__THE TASKS__:
[A] Set down exactly the rows between the line containing "trace --target=green leaf" and the line containing "93L4 91L2 89L0", inclusive.
[B] Supply the next part of the forum post about being teased by friends, beginning where it stops.

== SOURCE

We always try to make each other laugh and poke fun at each other but I’m noticing that most of the poking fun at is directed to me. Even the nicest girl I know makes remarks about me.

And there’s people who I barely met who the first conversation that I remember was how my legs look weird that I look like a dumbass. I just barely met them. Fuck.

They mostly comment about my hair, body, looks, and how annoying I am. Compared to my other friend, they are always complimenting her even if we wear they same style of makeup or has no makeup at all. And she knows this but she constantly needs reassurance about it.

Does this really mean that I’m just hella ugly or am I just a bitch? I honestly don’t think they even like me considering how long our friendships started. I hate this feeling so much like shit, I really don’t think they like me!

16 comments
  1. i’m starting to think they’re not your friends. joking about it once or twice is ok, but they seem to be using you as a punching bag

  2. So, one of my friends has a big nose. We all make fun of him for it. I think he’s one of the more attractive guys I’ve met. The nose doesn’t matter, really. Another is very skinny. We sometimes say he’s like a pole. Also, in my opinion, very attractive dude. There’s another that’s a bit overweight. We don’t comment on his weight. Because the other guys have made it known, in one way or another, that they don’t take the jokes too seriously, find it funny, or even chime in and roast someone else in a similar light hearted way. No one in my group says it to Deneen someone else. We’d stop, outright, if that’d seem to be the case. My overweight friend actually goes to the gym, and while he haven’t “tested” the joke out, I don’t see why we would because we subconsciously feel like it might actually hurt him more than anything. I’m short and also, despite being Hispanic, am much more fluent in English than Spanish. My friends are all from Central America. They sometimes make fun of my accents, sometimes of my height, and a few times of my skin tone, since my skin tone is so light. I’m not offended by these. Every once in a awhile they might catch me in a bad day, but I know they don’t mean it in a way to actually criticize or make fun of me or try to put me down. We’re all just poking at each other.

====
== GIVEN INFORMATION

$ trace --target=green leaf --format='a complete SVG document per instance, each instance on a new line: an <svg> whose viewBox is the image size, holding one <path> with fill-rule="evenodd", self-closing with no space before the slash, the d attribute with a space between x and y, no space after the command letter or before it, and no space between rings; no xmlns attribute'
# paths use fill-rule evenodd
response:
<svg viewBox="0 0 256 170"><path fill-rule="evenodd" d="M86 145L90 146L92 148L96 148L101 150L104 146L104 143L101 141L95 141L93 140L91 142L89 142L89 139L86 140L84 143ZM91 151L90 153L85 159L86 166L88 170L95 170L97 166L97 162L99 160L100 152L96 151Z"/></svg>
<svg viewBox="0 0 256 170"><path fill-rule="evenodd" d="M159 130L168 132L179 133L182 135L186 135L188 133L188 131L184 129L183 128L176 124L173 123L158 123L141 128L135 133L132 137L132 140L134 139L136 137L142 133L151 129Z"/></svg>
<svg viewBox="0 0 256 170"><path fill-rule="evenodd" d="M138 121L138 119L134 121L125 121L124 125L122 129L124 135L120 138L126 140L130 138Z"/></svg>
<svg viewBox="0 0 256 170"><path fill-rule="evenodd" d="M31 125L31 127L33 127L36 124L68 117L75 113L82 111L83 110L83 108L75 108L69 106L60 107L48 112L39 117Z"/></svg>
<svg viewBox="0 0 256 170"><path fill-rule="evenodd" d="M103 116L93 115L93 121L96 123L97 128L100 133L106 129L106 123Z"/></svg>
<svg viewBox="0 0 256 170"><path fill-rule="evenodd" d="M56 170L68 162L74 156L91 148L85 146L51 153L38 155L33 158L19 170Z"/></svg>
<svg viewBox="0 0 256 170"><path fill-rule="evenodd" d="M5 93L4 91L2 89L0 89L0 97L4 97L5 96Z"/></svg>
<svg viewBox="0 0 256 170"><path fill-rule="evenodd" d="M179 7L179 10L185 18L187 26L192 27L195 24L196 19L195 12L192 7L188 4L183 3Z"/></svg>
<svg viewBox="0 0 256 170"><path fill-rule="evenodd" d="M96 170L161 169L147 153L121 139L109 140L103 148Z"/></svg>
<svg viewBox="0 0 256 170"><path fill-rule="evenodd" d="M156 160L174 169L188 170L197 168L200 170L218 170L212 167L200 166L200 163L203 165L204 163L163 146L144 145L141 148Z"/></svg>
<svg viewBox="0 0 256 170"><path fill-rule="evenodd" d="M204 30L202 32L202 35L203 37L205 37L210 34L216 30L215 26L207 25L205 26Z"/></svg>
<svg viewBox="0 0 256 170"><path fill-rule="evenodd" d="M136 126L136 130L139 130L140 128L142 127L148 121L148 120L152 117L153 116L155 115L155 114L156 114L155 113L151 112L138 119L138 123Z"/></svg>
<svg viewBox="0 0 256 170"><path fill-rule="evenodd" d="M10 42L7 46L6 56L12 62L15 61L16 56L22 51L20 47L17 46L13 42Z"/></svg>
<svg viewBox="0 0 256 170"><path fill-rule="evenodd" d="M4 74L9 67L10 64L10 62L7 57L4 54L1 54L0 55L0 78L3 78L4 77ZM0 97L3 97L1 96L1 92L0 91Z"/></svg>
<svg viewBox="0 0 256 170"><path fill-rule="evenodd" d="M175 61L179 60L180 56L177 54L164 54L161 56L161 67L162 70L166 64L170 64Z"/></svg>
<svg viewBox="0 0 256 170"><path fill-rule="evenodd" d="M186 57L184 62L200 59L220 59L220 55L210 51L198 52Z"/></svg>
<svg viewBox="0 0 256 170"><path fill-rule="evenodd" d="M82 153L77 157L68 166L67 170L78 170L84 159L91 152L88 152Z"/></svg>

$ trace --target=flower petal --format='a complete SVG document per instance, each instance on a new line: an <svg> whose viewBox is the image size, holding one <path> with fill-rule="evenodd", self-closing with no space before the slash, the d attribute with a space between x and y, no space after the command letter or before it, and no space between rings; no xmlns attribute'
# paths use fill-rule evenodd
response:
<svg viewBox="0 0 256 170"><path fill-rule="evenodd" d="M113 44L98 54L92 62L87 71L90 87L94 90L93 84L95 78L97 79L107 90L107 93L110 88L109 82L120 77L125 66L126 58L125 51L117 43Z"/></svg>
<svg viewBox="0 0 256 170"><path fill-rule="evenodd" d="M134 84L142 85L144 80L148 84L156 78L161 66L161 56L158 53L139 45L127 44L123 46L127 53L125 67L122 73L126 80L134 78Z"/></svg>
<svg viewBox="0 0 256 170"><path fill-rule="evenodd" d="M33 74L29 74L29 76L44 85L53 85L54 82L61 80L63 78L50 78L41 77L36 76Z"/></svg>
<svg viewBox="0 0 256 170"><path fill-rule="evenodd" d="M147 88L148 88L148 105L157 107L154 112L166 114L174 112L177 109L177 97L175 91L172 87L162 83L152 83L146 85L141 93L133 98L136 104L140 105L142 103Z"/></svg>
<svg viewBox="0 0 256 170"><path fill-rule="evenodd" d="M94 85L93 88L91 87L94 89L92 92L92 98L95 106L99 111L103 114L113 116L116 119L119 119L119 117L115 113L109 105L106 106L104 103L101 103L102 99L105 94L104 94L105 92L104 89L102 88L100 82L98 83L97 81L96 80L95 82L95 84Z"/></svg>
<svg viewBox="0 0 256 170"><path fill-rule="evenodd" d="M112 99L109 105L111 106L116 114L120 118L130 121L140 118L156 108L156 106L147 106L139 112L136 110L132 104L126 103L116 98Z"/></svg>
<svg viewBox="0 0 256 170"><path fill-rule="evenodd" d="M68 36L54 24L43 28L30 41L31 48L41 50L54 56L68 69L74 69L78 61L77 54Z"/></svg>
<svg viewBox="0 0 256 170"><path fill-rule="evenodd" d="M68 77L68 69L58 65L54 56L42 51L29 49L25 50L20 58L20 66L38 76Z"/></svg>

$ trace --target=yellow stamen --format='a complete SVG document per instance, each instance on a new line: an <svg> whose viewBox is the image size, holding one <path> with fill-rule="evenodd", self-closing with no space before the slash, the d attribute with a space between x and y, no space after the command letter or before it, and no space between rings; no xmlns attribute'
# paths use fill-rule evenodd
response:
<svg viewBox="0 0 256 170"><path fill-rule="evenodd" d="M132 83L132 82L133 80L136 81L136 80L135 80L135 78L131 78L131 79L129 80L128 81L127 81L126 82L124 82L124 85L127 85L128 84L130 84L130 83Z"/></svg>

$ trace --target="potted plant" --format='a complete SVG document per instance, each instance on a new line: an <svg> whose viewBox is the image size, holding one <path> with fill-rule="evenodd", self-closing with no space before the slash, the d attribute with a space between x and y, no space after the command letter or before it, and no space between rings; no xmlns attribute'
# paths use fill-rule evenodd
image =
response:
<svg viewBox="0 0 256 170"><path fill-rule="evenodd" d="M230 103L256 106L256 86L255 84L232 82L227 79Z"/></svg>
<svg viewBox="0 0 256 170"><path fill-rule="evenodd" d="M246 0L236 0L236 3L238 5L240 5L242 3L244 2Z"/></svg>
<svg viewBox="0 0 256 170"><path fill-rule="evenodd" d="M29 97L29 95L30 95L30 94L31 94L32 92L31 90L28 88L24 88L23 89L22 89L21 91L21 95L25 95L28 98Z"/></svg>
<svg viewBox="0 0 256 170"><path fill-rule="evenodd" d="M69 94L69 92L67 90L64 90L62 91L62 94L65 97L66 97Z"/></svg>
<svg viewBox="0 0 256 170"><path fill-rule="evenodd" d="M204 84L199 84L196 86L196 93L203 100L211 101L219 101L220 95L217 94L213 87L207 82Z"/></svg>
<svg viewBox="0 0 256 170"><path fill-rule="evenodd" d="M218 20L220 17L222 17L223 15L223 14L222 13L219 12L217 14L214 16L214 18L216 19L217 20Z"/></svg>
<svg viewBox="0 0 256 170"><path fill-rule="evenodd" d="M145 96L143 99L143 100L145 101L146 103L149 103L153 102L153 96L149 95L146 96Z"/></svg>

====
== GIVEN INFORMATION

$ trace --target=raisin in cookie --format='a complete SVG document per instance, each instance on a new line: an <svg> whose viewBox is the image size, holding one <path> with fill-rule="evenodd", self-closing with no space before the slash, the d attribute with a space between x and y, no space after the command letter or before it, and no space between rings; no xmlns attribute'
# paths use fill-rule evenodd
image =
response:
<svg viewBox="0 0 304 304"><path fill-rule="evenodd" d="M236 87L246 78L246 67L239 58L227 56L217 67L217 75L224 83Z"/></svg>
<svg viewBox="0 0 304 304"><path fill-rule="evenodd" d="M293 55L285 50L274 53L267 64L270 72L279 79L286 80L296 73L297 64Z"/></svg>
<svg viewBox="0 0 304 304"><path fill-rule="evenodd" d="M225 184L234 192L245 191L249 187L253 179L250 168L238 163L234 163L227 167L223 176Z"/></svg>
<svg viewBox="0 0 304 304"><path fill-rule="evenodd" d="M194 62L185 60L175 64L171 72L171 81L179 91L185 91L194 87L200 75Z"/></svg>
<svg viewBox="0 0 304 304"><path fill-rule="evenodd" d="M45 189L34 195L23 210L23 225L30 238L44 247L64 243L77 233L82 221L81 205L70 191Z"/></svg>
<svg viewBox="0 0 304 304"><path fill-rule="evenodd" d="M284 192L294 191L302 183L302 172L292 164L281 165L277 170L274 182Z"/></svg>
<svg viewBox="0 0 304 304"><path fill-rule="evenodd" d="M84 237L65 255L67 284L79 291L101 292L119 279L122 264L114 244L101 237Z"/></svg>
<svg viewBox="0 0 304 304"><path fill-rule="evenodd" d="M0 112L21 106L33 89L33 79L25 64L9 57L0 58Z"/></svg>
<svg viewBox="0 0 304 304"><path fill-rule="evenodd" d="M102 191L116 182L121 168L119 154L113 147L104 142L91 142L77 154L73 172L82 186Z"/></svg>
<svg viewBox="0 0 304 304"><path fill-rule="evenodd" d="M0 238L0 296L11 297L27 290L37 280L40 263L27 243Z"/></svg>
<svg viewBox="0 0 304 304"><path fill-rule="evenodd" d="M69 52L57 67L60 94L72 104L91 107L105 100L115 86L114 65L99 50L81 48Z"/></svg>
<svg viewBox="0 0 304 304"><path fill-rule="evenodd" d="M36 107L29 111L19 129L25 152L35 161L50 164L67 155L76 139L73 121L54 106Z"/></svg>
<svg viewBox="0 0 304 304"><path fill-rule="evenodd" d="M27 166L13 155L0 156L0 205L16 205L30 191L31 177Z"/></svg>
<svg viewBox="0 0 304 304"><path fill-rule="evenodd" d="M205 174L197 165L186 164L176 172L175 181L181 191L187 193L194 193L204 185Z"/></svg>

====
== GIVEN INFORMATION

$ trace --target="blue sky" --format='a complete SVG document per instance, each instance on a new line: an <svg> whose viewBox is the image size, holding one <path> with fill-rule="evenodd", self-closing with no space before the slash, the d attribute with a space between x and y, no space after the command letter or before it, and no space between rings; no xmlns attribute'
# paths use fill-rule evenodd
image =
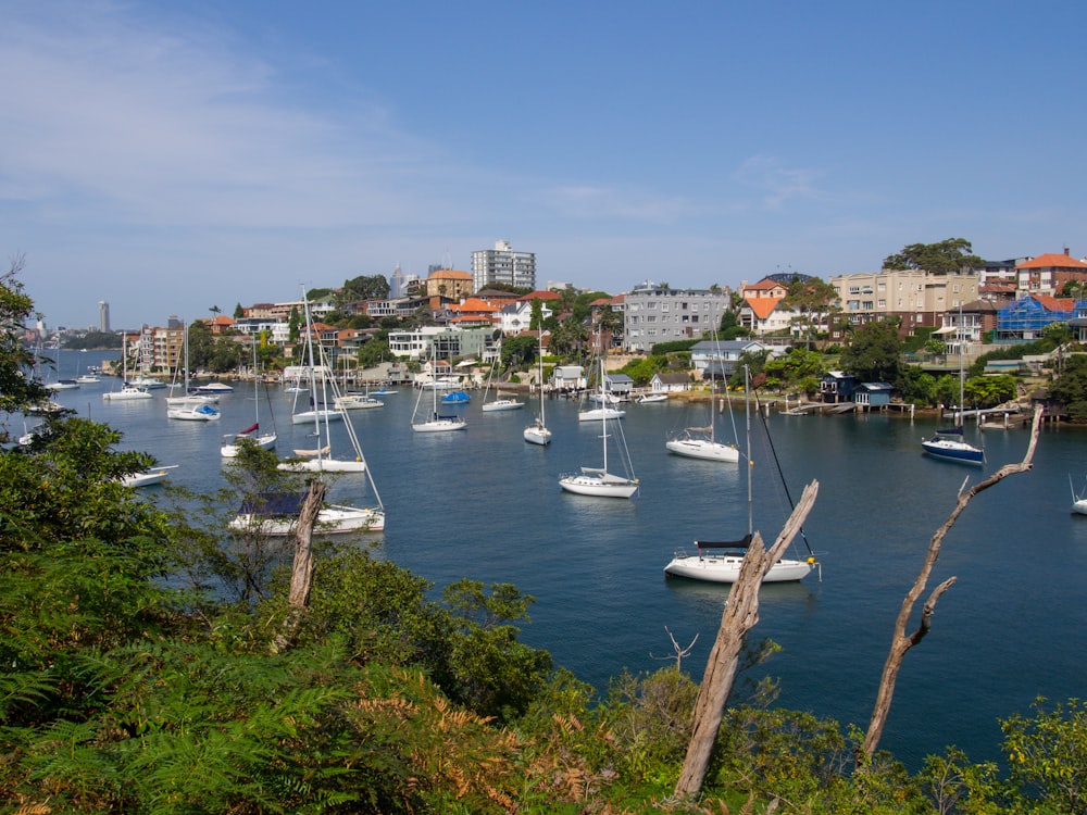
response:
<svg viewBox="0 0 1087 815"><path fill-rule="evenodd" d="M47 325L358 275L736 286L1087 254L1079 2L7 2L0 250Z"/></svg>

====

__PER-TASK ANSWERS__:
[A]
$ trace --target=green leaf --format='a complete SVG document per instance, each instance on a new line: an <svg> whose viewBox is the image size, holding one <path> with fill-rule="evenodd", self-closing with no space before the slash, the d attribute with a space between x and y, no space after the command letter or before it, and no space between rings; no xmlns attribute'
# paths use fill-rule evenodd
response:
<svg viewBox="0 0 256 170"><path fill-rule="evenodd" d="M86 145L90 146L92 148L96 148L101 150L104 146L104 143L101 141L95 141L93 140L91 142L89 142L89 139L86 140L84 143ZM91 151L90 153L85 159L86 166L88 170L95 170L97 166L97 162L99 160L100 152L96 151Z"/></svg>
<svg viewBox="0 0 256 170"><path fill-rule="evenodd" d="M159 130L168 132L179 133L182 135L186 135L188 133L188 131L184 129L183 128L176 124L173 123L158 123L141 128L135 133L132 137L132 140L134 139L136 137L142 133L151 129Z"/></svg>
<svg viewBox="0 0 256 170"><path fill-rule="evenodd" d="M138 121L138 119L134 121L125 121L124 125L122 129L124 135L120 138L126 140L130 138Z"/></svg>
<svg viewBox="0 0 256 170"><path fill-rule="evenodd" d="M31 125L31 127L33 127L36 124L68 117L75 113L82 111L83 110L83 108L75 108L69 106L60 107L48 112L39 117Z"/></svg>
<svg viewBox="0 0 256 170"><path fill-rule="evenodd" d="M103 116L93 115L93 121L96 123L97 128L100 133L106 129L106 123Z"/></svg>
<svg viewBox="0 0 256 170"><path fill-rule="evenodd" d="M56 170L68 162L74 156L91 148L85 146L51 153L38 155L33 158L19 170Z"/></svg>
<svg viewBox="0 0 256 170"><path fill-rule="evenodd" d="M5 93L4 91L2 89L0 89L0 97L4 97L5 96Z"/></svg>

[B]
    If you feel like your friends are crossing a line, tell them about it. You don’t have to do so in a confrontational way. But try to pick someone you trust the most out of the group and tell them what’s up. That you’re actually insecure about these things or that these comments are actually making you feel bad. Even if that’s not their intentions, those are the consequences of those frequent comments. Try to explain to them how uncomfortable you’re starting to feel. If they don’t stop, don’t seem to care, or don’t take you seriously, try to distance yourself from those people. It’s fine to joke around with someone every now and then, roasting each other and what not. But once a line’s been crossed, they should respect. If they were actual friends, they would. If not, starting slowly separating yourself from these people and finding others that will treat you better.

  3. Change your friends. The first time they told you it could be just for fun but since you probably didn’t say anything they had to get used to it.

  4. Find other friends. If your friends are saying you’re annoying then that’s how they really feel – even if they say they’re “joking”.

  5. They are not your real friends, if they were, they would have never mocked you. Find better friendship group, there are better people! I promise you, there are better people and cut those ‘friends’ that mock you.

  6. You’re maybe ugly but that’s not a reason to treat you that way.
    Ditch those stupid superficial friends

  7. Behaviour comes from “the inside” of a person. Those who project judgement are very judgemental about themselves.
    Doesnt matter what others think of you. What matters is how you see yourself.
    Mockery is the most normal thing in groups of friends. Some are chosen out to be mocked more for several reasons: 1. You get angry when mocked(ppl like to trigger others) 2. They are jellous of you 3. They have sided with someone (grouping against one is “power”) 4. And the most important one, they want you to be like them (controlled).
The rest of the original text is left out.